Task requirements: Write out the data below line for line, with no changes.
>> BEGIN Data section
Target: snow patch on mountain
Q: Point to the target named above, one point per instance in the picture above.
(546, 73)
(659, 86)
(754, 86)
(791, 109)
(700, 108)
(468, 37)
>> END Data section
Output for this task:
Target: snow patch on mountain
Q: Point to the target named above, one point per instance in the picture above.
(546, 73)
(659, 86)
(754, 86)
(791, 109)
(700, 108)
(468, 37)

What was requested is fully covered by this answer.